*WORK REQUIRED*. Rewrite the rows from the one that contains "For the image above, locate every man's face" through the one that contains "[246,53,378,101]", requests included, and offset every bounding box coordinate in their answers by adding 110. Give only those rows.

*LISTED RECORDS*.
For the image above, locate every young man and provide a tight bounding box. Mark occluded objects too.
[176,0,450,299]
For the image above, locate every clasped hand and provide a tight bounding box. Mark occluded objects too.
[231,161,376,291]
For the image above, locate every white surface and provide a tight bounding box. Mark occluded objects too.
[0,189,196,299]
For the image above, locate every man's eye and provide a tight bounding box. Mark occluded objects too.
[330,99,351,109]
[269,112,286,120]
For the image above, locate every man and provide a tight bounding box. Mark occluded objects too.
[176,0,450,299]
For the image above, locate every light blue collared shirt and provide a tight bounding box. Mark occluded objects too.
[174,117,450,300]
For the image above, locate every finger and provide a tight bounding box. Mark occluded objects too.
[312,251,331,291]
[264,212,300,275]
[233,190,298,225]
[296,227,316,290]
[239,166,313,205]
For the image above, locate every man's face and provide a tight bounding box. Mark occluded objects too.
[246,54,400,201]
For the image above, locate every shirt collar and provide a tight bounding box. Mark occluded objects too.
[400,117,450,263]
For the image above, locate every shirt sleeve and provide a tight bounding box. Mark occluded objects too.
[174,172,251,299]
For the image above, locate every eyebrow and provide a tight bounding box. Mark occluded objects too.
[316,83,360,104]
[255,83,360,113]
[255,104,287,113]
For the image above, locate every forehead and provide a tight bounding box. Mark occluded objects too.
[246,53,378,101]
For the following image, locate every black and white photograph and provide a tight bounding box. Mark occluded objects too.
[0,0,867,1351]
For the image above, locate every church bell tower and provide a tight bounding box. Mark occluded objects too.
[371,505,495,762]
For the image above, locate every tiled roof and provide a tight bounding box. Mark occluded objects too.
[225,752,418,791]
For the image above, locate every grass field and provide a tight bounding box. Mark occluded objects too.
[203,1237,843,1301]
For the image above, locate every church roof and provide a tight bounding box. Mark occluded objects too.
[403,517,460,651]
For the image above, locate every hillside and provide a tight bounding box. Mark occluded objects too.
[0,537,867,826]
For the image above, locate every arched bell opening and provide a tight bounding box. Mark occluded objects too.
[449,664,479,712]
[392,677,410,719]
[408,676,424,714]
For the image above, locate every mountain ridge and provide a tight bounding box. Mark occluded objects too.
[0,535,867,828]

*ANSWER TO THE TASK*.
For the image above, locate every man's face and provide a tight bounding box. Mark occluded objects too.
[356,164,510,311]
For the image above, locate every shirt collar and provide a tight bounding box. Mark occluded objects too.
[510,227,560,373]
For the image above, locate every shirt sleeve and provide a tight bounding box. Mark occluded objects too.
[284,282,361,409]
For the image above, locate every eyebrow and provide a tight bounding box. Mark occluded objects too.
[426,193,470,214]
[365,193,470,223]
[365,214,397,223]
For the image above, locate every forehead and provide a tight bounding box. Mark occluded objects too.
[356,163,488,211]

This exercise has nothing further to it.